#### Your instructions
Could you copy out every line of the material below word for word, changing nothing?

#### Task data
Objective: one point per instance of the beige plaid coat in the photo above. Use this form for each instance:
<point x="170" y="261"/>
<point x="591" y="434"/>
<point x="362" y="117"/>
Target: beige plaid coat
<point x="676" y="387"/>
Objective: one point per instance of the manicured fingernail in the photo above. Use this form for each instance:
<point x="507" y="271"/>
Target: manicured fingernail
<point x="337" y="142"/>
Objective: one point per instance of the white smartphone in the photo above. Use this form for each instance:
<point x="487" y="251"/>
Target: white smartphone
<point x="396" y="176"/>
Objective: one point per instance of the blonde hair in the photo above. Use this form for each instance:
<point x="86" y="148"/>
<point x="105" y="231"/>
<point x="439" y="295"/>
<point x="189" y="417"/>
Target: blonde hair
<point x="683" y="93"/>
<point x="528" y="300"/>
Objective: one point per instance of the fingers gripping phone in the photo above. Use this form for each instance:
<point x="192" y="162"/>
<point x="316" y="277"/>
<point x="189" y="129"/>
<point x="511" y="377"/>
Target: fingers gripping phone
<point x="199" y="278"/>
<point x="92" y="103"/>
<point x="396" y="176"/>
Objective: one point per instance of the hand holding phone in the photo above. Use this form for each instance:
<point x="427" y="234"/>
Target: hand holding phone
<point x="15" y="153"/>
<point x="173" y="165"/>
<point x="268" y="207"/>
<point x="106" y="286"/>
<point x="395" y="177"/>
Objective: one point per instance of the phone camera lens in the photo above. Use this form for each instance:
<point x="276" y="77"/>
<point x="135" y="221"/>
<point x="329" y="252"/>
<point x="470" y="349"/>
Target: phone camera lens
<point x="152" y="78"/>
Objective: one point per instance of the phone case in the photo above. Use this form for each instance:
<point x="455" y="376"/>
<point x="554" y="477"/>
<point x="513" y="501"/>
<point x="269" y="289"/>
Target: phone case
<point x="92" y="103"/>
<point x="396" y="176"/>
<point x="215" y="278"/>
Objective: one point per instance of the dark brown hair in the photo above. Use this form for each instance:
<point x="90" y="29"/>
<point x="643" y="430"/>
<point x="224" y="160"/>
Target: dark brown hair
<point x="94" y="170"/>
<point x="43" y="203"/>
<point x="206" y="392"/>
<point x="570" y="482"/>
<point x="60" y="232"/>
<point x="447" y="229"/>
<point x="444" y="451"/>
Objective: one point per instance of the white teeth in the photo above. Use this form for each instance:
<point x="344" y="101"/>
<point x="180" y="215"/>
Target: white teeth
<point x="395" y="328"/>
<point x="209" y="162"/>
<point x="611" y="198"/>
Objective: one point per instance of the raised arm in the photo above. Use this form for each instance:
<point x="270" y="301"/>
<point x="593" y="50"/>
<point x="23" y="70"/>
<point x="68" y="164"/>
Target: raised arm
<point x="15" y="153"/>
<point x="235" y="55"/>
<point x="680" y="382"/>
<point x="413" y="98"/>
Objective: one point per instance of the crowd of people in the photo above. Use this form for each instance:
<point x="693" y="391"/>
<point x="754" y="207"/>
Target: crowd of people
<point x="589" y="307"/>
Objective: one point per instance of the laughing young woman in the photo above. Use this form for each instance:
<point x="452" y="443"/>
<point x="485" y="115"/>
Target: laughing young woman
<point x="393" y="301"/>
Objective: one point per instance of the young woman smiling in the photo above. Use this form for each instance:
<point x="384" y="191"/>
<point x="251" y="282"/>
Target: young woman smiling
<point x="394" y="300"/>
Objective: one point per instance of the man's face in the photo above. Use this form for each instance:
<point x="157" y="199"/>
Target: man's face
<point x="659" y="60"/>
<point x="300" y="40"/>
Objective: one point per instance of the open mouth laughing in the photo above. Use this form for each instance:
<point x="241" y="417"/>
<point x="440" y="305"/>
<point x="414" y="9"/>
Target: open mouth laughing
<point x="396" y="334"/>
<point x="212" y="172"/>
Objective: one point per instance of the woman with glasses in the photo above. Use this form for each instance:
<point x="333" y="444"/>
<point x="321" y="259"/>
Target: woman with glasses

#### Response
Objective: one point per instance of the beige plaid coat in the photo above. Use this form for each instance:
<point x="170" y="261"/>
<point x="591" y="434"/>
<point x="362" y="117"/>
Target: beige plaid coat
<point x="676" y="387"/>
Objective: one point per instance of the manicured fingernail in the photo above. Use this form for each instance:
<point x="507" y="271"/>
Target: manicured fingernail
<point x="337" y="142"/>
Objective: one point per instance of the white smartphone in the photo above. Use this form for each instance:
<point x="487" y="251"/>
Target: white smartphone
<point x="396" y="176"/>
Objective: one point per instance of the blonde hair in the photo above. Use this form for each instance:
<point x="86" y="148"/>
<point x="105" y="231"/>
<point x="439" y="295"/>
<point x="189" y="417"/>
Target: blonde hair
<point x="683" y="93"/>
<point x="528" y="300"/>
Objective: one point per instance of the fingers gripping phone in the photo above. Use this form for each instance:
<point x="192" y="162"/>
<point x="316" y="277"/>
<point x="189" y="129"/>
<point x="511" y="377"/>
Target: fingers gripping phone
<point x="199" y="278"/>
<point x="92" y="103"/>
<point x="396" y="176"/>
Objective: one point per instance of the hand holding phone in the photo above. Use this form for each instance:
<point x="427" y="234"/>
Target: hand holding phone
<point x="15" y="153"/>
<point x="173" y="165"/>
<point x="268" y="207"/>
<point x="106" y="286"/>
<point x="395" y="177"/>
Objective: one point per instance of the phone camera lens in the photo above. Use this form for each instance:
<point x="276" y="77"/>
<point x="135" y="221"/>
<point x="329" y="252"/>
<point x="470" y="349"/>
Target: phone camera lens
<point x="152" y="78"/>
Objective: one point per instance of the phone case in the photo above. Use this form for each instance:
<point x="455" y="376"/>
<point x="554" y="477"/>
<point x="513" y="501"/>
<point x="269" y="289"/>
Target: phone case
<point x="92" y="103"/>
<point x="396" y="176"/>
<point x="215" y="278"/>
Objective: one point per instance of the dark brown hair in the photo above. Use this form for each instance:
<point x="90" y="29"/>
<point x="643" y="430"/>
<point x="224" y="160"/>
Target: dark brown hair
<point x="94" y="170"/>
<point x="43" y="203"/>
<point x="206" y="392"/>
<point x="570" y="482"/>
<point x="60" y="232"/>
<point x="447" y="229"/>
<point x="444" y="451"/>
Objective: one point per instance of the white teeth in the photo above. Use this form for each instance:
<point x="344" y="101"/>
<point x="180" y="215"/>
Target: white teeth
<point x="395" y="328"/>
<point x="209" y="162"/>
<point x="611" y="198"/>
Objective: one point per instance of the raised arm in the photo above. Use this form for each instance:
<point x="270" y="301"/>
<point x="593" y="50"/>
<point x="23" y="70"/>
<point x="68" y="164"/>
Target: raised arm
<point x="15" y="153"/>
<point x="235" y="55"/>
<point x="680" y="382"/>
<point x="413" y="98"/>
Objective: one point per instance of the crowd of people in the photo above. Use this form for each instance:
<point x="693" y="391"/>
<point x="754" y="207"/>
Target: crowd of people
<point x="589" y="307"/>
Objective: one point per instance of the laughing young woman in the photo above. Use this form for each instance:
<point x="452" y="443"/>
<point x="485" y="115"/>
Target: laughing young woman
<point x="393" y="301"/>
Objective: one point per instance of the young woman smiling in the photo above. Use this form for each instance:
<point x="384" y="191"/>
<point x="251" y="282"/>
Target: young woman smiling
<point x="394" y="300"/>
Objective: one point per instance of the man's face in the photo above. Use this form for each instance:
<point x="157" y="199"/>
Target: man's face
<point x="659" y="60"/>
<point x="300" y="40"/>
Objective: one point per instance of the open mouth laughing in the photo above. Use this form for each instance:
<point x="241" y="417"/>
<point x="440" y="305"/>
<point x="414" y="9"/>
Target: open mouth laughing
<point x="396" y="334"/>
<point x="212" y="172"/>
Objective: one point per instance of the woman with glasses in the photo above. Use this form for each instance:
<point x="333" y="444"/>
<point x="321" y="259"/>
Target: woman with glasses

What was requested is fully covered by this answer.